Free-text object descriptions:

== Segment start ==

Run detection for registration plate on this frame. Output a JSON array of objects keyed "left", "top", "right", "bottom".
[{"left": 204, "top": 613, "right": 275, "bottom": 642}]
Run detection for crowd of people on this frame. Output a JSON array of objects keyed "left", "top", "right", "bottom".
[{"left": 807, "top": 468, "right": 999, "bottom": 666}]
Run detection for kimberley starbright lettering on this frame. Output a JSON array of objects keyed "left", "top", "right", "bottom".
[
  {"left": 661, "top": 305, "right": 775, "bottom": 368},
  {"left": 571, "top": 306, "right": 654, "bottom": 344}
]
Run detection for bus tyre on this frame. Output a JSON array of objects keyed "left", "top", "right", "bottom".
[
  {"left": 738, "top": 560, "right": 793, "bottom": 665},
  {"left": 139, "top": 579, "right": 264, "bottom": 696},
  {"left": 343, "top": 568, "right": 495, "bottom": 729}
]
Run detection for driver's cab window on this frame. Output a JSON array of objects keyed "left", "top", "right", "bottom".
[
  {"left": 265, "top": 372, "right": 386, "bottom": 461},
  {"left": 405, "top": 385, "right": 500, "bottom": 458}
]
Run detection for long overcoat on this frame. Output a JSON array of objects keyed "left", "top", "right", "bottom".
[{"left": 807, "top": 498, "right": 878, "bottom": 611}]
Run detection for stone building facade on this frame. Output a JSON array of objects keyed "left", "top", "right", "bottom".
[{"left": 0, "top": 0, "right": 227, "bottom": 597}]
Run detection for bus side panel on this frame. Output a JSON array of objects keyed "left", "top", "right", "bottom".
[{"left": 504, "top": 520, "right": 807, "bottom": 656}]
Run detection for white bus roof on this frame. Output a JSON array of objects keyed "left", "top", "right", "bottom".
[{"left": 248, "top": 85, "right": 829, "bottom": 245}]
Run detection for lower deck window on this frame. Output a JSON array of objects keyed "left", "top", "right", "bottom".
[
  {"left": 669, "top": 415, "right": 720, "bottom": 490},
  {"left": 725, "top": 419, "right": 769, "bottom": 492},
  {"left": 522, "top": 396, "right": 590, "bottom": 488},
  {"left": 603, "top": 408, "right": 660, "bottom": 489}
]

== Segment end ==

What this task involves: Copy exactly the line containing "Run detection for white" and every line after it, ending with the last line of the records above.

Response to this exercise:
Run detection for white bus roof on this frame. Output a JSON array of objects keyed "left", "top", "right", "bottom".
[{"left": 248, "top": 85, "right": 829, "bottom": 245}]
Run detection for lower deck window on this frame. Output a JSON array of objects keyed "left", "top", "right", "bottom".
[
  {"left": 669, "top": 415, "right": 720, "bottom": 490},
  {"left": 725, "top": 419, "right": 769, "bottom": 492},
  {"left": 522, "top": 396, "right": 590, "bottom": 488},
  {"left": 603, "top": 408, "right": 660, "bottom": 489}
]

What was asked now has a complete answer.